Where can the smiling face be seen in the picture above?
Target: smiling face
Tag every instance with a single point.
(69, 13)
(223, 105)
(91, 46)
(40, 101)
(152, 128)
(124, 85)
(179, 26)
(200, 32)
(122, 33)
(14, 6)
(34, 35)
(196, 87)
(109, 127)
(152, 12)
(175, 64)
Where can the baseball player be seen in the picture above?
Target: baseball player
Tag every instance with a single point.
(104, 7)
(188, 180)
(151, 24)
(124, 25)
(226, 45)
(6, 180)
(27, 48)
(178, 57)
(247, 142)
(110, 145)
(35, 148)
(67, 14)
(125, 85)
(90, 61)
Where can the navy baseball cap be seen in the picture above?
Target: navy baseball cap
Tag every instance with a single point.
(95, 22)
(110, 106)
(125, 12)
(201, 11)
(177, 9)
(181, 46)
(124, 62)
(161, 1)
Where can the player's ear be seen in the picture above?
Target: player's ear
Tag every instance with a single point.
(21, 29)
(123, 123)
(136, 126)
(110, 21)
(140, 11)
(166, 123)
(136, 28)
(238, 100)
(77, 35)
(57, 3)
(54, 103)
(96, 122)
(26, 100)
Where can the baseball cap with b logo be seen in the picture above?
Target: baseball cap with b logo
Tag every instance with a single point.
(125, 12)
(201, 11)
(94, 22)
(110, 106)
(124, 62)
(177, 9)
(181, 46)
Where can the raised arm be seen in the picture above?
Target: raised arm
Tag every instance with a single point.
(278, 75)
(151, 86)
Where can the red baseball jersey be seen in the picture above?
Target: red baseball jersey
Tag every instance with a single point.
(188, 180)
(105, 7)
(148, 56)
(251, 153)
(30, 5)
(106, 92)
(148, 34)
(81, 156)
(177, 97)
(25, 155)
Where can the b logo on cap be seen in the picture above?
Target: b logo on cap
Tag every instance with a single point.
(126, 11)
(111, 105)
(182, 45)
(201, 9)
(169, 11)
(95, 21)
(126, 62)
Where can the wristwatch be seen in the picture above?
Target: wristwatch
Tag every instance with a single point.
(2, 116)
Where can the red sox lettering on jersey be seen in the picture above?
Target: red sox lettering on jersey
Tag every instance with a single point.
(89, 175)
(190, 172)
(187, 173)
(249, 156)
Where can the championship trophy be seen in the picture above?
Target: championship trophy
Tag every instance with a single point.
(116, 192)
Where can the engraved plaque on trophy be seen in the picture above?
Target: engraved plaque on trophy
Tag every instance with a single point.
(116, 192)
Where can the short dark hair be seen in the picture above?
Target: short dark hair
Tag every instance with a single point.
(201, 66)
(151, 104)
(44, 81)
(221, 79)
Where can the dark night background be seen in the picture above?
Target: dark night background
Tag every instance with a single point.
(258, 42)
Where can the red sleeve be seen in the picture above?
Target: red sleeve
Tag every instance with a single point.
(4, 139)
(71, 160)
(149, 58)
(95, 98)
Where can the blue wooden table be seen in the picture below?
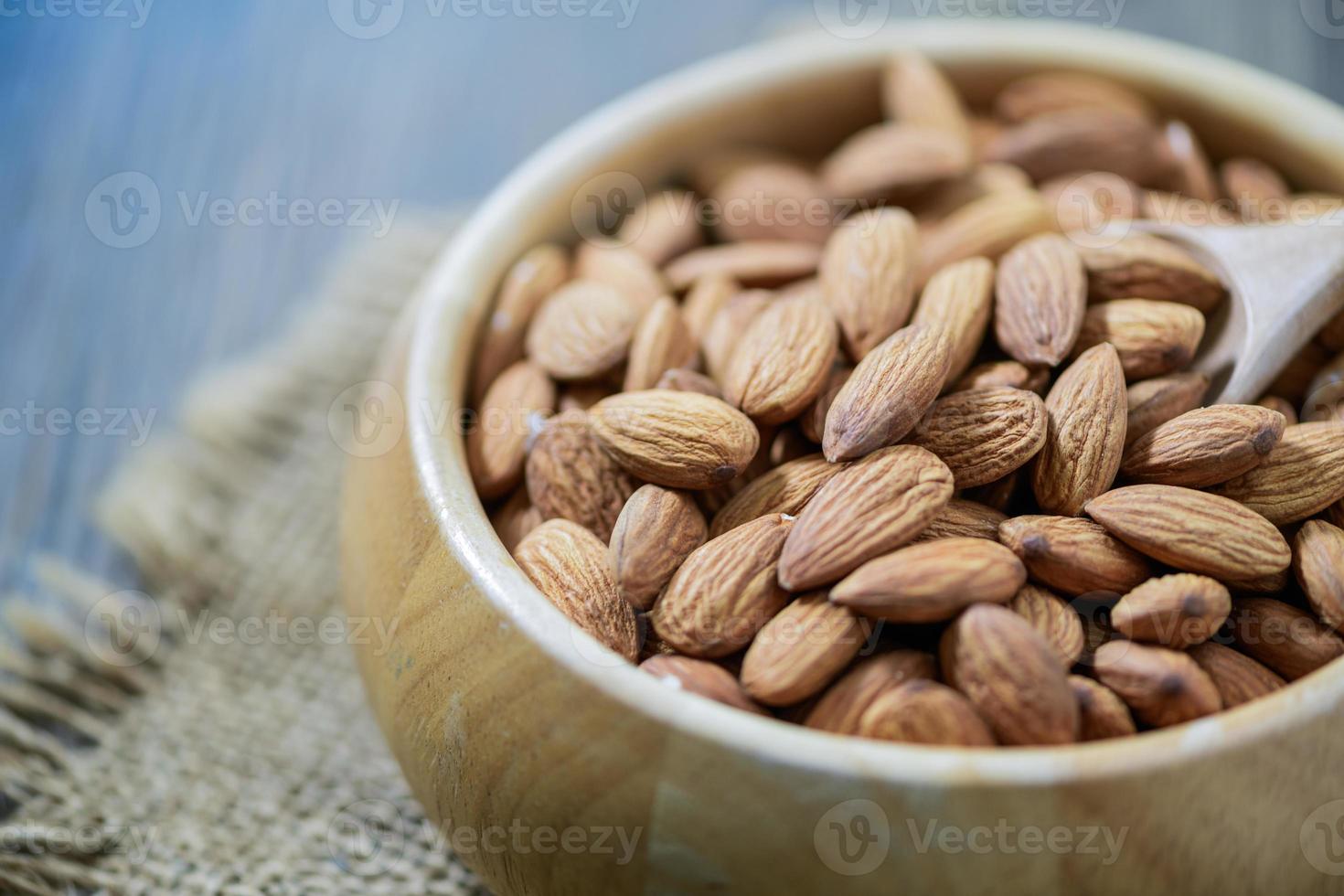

What to do => Collect every line from the items above that contains the word "championship".

Response =>
Where can the championship trophy be seen in the picture above?
Target: championship trophy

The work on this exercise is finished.